• Vorliegender Auszug:
Michèlle, genannt Michka, ist weit über achtzig. Sie war ihr
Leben lang berufstätig als Korrektorin in einem Verlag, lebte allein und kam
gut zurecht. Verheiratet war sie nie, Kinder hat sie nicht. Aber Marie besucht
Michka, hilft ihr, wenn es nötig ist, ist ihre Vertraute. Michka bekommt mehr
und mehr Angst, das Leben scheint ihr zu entgleiten. Schließlich kann sie nicht
mehr allein leben und geht in ein Seniorenheim. Es ist vor allem ihre Sprache,
die sie verliert. Sie ersetzt unbewusst Worte durch ähnlich klingende andere
Worte. Ausgerechnet sie, die jeden Tag „Le Monde“ liest und immer mit Wörtern
gearbeitet hat! Im Heim kommt der junge Logopäde Jérôme regelmäßig zu ihr, um ihre
Aphasie liebevoll zu behandeln.
Nach und nach erfahren wir, was Michka und Marie verbindet,
welche schlimmen, alten Erinnerungen Marie quälen, und was Michka in ihrem
Leben unbedingt noch erledigen muss, bevor sie sich vielleicht gar nicht mehr
verständigen kann. Michka muss jemanden suchen. Es gab da ein Ehepaar, das sie
jahrelang versteckt hat während des Krieges und ihr Leben gerettet hat. Sie kennt
aber nur deren Vornamen. Es ist Michka ungeheuer wichtig, sich endlich bei
ihnen dafür zu bedanken. Aber wie soll sie sie finden?

• Aufgaben:
[a] Schreiben Sie aus dem Text über Michka den Abschnitt von „Michèlle, genannt Michka, ist“ bis einschließlich „liebevoll zu behandeln.“ wortgetreu ab.
[b] Beantworten Sie anhand des Textes über Michka die folgenden Fragen:
(i) Als was war Michka ihr Leben lang berufstätig?
(ii) Welche Zeitung liest Michka jeden Tag?
(iii) Was weiß Michka über das Ehepaar, das sie während des Krieges versteckt hat?
[c] Führen Sie den Text über Michka im Anschluss an seinen letzten Satz weiter.

Erfasste Daten:
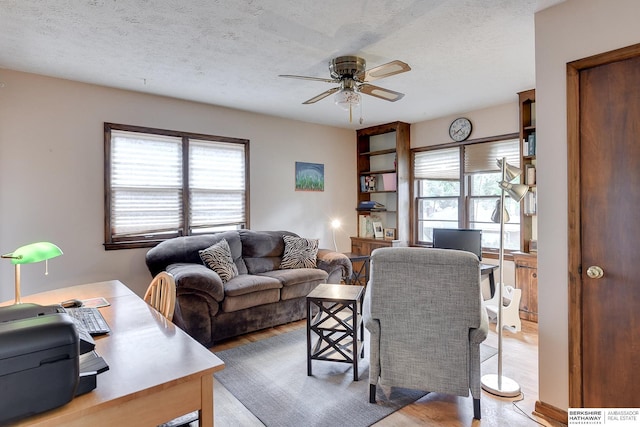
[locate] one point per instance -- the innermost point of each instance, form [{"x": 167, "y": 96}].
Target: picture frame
[
  {"x": 389, "y": 233},
  {"x": 378, "y": 231},
  {"x": 309, "y": 176}
]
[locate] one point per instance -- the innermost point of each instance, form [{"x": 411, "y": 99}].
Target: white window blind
[
  {"x": 162, "y": 184},
  {"x": 482, "y": 157},
  {"x": 441, "y": 164},
  {"x": 216, "y": 183},
  {"x": 146, "y": 183}
]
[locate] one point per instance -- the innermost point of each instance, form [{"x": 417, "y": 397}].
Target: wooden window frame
[{"x": 185, "y": 229}]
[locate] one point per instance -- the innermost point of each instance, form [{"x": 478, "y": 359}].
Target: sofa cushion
[
  {"x": 262, "y": 250},
  {"x": 197, "y": 277},
  {"x": 185, "y": 250},
  {"x": 248, "y": 283},
  {"x": 218, "y": 258},
  {"x": 296, "y": 276},
  {"x": 299, "y": 252},
  {"x": 298, "y": 282},
  {"x": 252, "y": 299}
]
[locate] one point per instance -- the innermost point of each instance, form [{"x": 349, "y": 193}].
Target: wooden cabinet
[
  {"x": 383, "y": 177},
  {"x": 528, "y": 206},
  {"x": 363, "y": 245},
  {"x": 527, "y": 280}
]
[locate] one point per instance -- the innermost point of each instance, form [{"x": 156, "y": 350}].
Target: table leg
[
  {"x": 206, "y": 403},
  {"x": 354, "y": 333},
  {"x": 308, "y": 337}
]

• Lösungen:
[a]
Michèlle, genannt Michka, ist weit über achtzig. Sie war ihr
Leben lang berufstätig als Korrektorin in einem Verlag, lebte allein und kam
gut zurecht. Verheiratet war sie nie, Kinder hat sie nicht. Aber Marie besucht
Michka, hilft ihr, wenn es nötig ist, ist ihre Vertraute. Michka bekommt mehr
und mehr Angst, das Leben scheint ihr zu entgleiten. Schließlich kann sie nicht
mehr allein leben und geht in ein Seniorenheim. Es ist vor allem ihre Sprache,
die sie verliert. Sie ersetzt unbewusst Worte durch ähnlich klingende andere
Worte. Ausgerechnet sie, die jeden Tag „Le Monde“ liest und immer mit Wörtern
gearbeitet hat! Im Heim kommt der junge Logopäde Jérôme regelmäßig zu ihr, um ihre
Aphasie liebevoll zu behandeln.

[b]
(i) Als Korrektorin in einem Verlag.
(ii) „Le Monde“.
(iii) Sie kennt nur deren Vornamen.

[c]
„Ich bin Logopäde. Ich arbeite mit den Wörtern und dem Schweigen. Dem Ungesagten. Ich arbeite mit der Scham, dem Geheimnis, der Reue. Ich arbeite mit dem Fehlenden, mit verschwundenen Erinnerungen und solchen, die durch einen Vornamen, ein Bild, einen Duft wieder geweckt werden. (…) Aber was mich immer noch erstaunt, was mich regelrecht verblüfft und mir – noch heute, nach mehr als zehn Jahren im Beruf – manchmal den Atem raubt, ist die Langlebigkeit von als Kind erlebtem Schmerz.“ (S. 110)
Marie unterstützt Michka nach Kräften. Mitfühlend begleitet
sie Michka auf dem Weg des Alterns, auf dem Michka jeden Tag mit neuen Einschränkungen
zu leben hat. Auch Jérôme ist gerührt von der alten Dame und den Erinnerungen,
die sie ihm viel lieber erzählt, als seine Übungen zu machen. Sowohl Michka als
auch Jérôme
erkennen durch sie, wie wichtig die Dankbarkeit ist und dass nicht ewig Zeit
ist, sie auszusprechen.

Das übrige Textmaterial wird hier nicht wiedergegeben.